User-Analytics-Telecommunication-Industry

Used data analysis and clustering to identify consumer experience, engagement, and satisfaction and found that 71% of the customers were satisfied with the service.

Objective

To analysis a telecommunication dataset to identfy wether buying TellCo mobile service provider is profitable or not

Data Preparation

The dataset can be found here and its attribute description here
The dataset is provided in excell format which can be read with pandas python library

import pandas as pd
df_from_excell = pd.read_excel('../data/Week1_challenge_data_source.xlsx')

After reading the data, we should then identify what column exist and their data type.
If the data type is wrongly changed to other type it should be casted to the proper type

Handling Missing

Drop column with missing value percentage > 30%

    def drop_column(self, df: pd.DataFrame, columns) -> pd.DataFrame:
        for col in columns:
            df = df.drop([col], axis=1)
        return df

Fill missing values with mean, median, mode, bfill, ffill, etc
Mean and median is for numeric column only.
Mean/Median/Mode Imputation for less than 3% missing values. mode is good when the data distribution is skewed, and mean.media is good for data that are not skewed.

Exercise a:
Write down the passage of the telecom user analytics text starting with "Drop column with" and going on through "df = df.drop([col], axis=1)".
The text and the records are unrelated to each other.

Data provided:
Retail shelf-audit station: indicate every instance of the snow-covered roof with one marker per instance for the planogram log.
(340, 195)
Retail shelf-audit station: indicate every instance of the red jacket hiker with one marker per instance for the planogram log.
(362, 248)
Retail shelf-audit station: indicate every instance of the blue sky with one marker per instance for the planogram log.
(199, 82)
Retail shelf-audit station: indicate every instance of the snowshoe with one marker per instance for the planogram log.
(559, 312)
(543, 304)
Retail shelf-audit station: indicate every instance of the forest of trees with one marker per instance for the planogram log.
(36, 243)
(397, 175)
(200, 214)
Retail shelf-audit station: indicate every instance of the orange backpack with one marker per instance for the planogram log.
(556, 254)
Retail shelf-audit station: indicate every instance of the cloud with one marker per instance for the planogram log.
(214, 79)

Exercise b:
Recast the lines of the records as a numbered list, leaving out any blank lines.

Problem solution a:
Drop column with missing value percentage > 30%

    def drop_column(self, df: pd.DataFrame, columns) -> pd.DataFrame:
        for col in columns:
            df = df.drop([col], axis=1)

Problem solution b:
1. Retail shelf-audit station: indicate every instance of the snow-covered roof with one marker per instance for the planogram log.
2. (340, 195)
3. Retail shelf-audit station: indicate every instance of the red jacket hiker with one marker per instance for the planogram log.
4. (362, 248)
5. Retail shelf-audit station: indicate every instance of the blue sky with one marker per instance for the planogram log.
6. (199, 82)
7. Retail shelf-audit station: indicate every instance of the snowshoe with one marker per instance for the planogram log.
8. (559, 312)
9. (543, 304)
10. Retail shelf-audit station: indicate every instance of the forest of trees with one marker per instance for the planogram log.
11. (36, 243)
12. (397, 175)
13. (200, 214)
14. Retail shelf-audit station: indicate every instance of the orange backpack with one marker per instance for the planogram log.
15. (556, 254)
16. Retail shelf-audit station: indicate every instance of the cloud with one marker per instance for the planogram log.
17. (214, 79)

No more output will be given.